**Exercise directions:**
Search the entries for the word "dark" and return every line where it is found.
BEGIN Data shown
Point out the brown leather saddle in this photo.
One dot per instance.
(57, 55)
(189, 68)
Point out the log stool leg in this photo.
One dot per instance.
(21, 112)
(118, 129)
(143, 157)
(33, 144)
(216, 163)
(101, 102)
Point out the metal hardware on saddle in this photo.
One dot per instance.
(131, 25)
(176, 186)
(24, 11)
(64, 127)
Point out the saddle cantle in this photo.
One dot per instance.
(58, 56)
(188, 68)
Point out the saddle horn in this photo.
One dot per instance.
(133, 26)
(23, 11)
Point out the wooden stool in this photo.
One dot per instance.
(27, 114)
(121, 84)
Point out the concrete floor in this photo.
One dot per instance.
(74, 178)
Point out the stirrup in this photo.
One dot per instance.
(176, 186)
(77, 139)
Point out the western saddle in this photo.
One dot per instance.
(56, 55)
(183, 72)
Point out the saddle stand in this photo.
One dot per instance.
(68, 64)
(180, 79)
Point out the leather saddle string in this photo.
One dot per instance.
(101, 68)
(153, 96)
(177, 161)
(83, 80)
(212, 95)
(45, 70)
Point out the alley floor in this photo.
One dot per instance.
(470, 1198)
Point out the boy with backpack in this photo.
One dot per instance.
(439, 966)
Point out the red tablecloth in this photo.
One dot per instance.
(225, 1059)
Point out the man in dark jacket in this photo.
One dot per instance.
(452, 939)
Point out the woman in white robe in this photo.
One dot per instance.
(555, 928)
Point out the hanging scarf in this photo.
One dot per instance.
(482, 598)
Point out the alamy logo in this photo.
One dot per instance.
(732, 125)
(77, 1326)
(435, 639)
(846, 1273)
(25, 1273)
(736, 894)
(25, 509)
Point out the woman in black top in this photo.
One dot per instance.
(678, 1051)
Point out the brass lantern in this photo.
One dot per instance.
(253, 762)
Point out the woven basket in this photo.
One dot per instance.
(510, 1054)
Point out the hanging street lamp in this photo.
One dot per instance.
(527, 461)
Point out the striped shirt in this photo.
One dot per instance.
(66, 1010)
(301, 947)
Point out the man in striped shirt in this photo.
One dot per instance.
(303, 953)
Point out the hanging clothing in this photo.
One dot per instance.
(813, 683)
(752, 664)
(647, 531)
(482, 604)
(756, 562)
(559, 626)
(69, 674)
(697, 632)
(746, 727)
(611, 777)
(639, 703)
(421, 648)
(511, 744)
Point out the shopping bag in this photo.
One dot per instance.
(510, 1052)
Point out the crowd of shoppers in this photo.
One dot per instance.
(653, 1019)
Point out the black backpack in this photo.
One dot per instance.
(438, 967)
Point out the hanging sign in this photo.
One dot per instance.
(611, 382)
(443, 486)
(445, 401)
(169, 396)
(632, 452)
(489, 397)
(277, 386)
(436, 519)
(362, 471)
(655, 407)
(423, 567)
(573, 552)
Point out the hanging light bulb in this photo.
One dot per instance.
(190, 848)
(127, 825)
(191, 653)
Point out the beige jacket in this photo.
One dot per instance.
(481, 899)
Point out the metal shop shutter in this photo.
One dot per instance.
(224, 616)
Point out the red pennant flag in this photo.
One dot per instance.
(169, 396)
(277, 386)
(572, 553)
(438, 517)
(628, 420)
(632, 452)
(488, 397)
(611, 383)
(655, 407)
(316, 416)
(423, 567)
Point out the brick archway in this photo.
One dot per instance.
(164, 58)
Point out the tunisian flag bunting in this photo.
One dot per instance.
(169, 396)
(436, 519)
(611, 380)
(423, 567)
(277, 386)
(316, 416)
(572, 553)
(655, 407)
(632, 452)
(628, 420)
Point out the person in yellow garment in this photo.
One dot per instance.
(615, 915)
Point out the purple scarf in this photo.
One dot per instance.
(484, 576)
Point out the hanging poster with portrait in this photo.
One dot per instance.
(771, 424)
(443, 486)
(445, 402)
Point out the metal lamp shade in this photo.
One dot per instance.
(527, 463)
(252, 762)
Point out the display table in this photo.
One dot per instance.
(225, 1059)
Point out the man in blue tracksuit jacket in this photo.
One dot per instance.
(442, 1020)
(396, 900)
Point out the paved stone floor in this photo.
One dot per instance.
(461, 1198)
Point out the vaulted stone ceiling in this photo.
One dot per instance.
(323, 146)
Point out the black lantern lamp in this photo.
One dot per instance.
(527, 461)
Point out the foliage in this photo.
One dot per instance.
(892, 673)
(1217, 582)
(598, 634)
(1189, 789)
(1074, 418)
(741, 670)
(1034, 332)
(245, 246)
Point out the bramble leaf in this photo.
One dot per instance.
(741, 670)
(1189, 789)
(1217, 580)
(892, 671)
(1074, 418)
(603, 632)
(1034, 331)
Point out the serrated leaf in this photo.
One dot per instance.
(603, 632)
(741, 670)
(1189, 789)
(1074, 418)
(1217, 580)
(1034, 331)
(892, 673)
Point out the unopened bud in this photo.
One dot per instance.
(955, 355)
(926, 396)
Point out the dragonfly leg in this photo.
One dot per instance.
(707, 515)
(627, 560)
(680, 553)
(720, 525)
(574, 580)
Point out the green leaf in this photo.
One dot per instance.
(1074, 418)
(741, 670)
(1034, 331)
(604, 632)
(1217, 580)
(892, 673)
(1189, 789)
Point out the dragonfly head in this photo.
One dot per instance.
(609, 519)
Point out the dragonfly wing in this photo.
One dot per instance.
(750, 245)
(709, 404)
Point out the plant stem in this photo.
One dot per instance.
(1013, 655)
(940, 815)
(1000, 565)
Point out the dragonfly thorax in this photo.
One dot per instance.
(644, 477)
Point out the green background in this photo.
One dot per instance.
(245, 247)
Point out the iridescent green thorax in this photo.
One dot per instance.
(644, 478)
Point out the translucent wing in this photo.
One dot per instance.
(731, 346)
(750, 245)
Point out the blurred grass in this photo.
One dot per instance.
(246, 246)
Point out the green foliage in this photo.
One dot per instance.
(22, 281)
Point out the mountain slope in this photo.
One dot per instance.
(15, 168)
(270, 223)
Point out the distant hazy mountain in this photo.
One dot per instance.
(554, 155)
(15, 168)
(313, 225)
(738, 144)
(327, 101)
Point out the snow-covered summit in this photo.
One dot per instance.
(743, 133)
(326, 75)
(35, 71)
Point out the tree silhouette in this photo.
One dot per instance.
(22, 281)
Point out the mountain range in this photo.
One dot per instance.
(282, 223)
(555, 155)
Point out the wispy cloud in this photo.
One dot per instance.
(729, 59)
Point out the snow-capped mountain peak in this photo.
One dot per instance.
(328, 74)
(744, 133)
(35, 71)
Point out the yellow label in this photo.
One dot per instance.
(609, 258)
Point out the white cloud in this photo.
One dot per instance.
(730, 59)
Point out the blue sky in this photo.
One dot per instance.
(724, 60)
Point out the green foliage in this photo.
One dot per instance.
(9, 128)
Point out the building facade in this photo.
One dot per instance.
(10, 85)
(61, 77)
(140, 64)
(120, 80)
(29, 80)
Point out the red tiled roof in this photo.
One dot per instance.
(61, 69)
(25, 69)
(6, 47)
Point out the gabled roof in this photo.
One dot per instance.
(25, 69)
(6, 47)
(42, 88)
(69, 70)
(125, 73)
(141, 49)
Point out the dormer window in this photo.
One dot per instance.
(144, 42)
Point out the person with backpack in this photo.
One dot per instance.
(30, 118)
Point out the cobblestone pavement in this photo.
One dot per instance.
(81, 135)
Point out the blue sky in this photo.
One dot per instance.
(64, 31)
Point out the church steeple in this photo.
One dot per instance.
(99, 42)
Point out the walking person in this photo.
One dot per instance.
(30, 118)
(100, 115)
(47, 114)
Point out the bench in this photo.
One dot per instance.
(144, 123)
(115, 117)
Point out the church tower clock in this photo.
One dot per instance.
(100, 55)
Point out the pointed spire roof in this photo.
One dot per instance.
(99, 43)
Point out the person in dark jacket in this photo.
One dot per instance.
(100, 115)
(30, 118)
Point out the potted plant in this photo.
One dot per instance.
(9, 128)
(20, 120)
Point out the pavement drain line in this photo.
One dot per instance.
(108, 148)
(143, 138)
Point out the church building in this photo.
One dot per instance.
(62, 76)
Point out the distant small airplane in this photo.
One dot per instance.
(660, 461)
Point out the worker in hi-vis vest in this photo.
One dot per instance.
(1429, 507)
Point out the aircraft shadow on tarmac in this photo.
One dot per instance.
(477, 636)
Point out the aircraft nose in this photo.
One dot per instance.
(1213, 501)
END Data shown
**Response to the exercise:**
Point out the man in dark jacket in this photo.
Point out the person in dark jacket in this photo.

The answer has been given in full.